BEGIN Materials provided

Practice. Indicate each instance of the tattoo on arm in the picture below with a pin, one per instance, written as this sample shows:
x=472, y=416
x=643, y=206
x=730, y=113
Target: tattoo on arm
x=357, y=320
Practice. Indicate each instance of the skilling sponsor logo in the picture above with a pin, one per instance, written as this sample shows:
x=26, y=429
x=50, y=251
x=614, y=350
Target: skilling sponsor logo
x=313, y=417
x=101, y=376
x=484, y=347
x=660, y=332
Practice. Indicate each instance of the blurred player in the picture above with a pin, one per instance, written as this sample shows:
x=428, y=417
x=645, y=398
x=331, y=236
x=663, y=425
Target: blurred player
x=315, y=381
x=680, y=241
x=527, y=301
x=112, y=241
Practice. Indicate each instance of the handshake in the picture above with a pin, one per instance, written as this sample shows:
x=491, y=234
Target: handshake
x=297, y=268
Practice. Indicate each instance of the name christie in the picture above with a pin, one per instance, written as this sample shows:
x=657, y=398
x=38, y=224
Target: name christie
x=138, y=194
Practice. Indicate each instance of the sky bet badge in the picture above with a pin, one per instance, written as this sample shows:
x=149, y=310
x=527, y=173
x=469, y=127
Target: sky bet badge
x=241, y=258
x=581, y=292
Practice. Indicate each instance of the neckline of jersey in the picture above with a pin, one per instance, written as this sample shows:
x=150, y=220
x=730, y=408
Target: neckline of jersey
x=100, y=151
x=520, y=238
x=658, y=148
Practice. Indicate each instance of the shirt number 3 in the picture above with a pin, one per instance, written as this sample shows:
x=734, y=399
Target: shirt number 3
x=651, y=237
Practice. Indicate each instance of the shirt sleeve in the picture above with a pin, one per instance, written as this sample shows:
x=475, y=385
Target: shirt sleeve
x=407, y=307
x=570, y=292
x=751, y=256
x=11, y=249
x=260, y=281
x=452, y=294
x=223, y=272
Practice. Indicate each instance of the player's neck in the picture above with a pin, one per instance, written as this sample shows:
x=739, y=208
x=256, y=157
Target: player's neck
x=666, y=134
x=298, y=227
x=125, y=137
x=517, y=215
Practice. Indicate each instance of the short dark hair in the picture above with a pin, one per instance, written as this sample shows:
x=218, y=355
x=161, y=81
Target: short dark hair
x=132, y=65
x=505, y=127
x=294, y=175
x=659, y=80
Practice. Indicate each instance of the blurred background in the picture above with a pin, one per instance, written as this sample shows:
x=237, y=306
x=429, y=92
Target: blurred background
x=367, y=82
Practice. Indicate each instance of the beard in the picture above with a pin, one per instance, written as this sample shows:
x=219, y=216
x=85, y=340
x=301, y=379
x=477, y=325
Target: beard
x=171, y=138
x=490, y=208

END Materials provided

Task details
Output all lines from the beginning of the data up to the line holding "x=150, y=220", that line included, exactly as written.

Result of this task
Practice. Indicate each instance of the tattoo on arm in the picture below with a pin, one per instance, written as this sample shows:
x=472, y=416
x=643, y=206
x=730, y=113
Target: tattoo on arm
x=357, y=320
Practice. Indicate each instance of the skilling sponsor logo in the picture above with a pin, one per instance, written as this sample shows:
x=26, y=429
x=50, y=251
x=614, y=350
Target: skilling sponsor logo
x=313, y=417
x=101, y=376
x=484, y=347
x=660, y=332
Practice. Indicate each instance of the blurred player in the picture above with a pin, one per instance, written as this sample shows:
x=428, y=417
x=645, y=398
x=331, y=236
x=663, y=425
Target: blurred player
x=315, y=381
x=680, y=241
x=527, y=301
x=112, y=241
Practice. Indicate each instance of the handshake in the picture above with a pin, one per instance, written as this sample shows:
x=491, y=234
Target: handshake
x=297, y=268
Practice. Indicate each instance of the name christie in the picture above with a pin, one per instance, written as this sample shows:
x=657, y=398
x=38, y=224
Target: name christie
x=138, y=194
Practice. Indicate each instance of the sky bet badge in the picture above with a pin, one per instance, written as this sample shows:
x=149, y=310
x=527, y=173
x=469, y=127
Target: sky bet badge
x=241, y=258
x=581, y=292
Practice. Indicate each instance of the neckline of jersey in the picture above with a pin, one per instance, written as this sample shows:
x=150, y=220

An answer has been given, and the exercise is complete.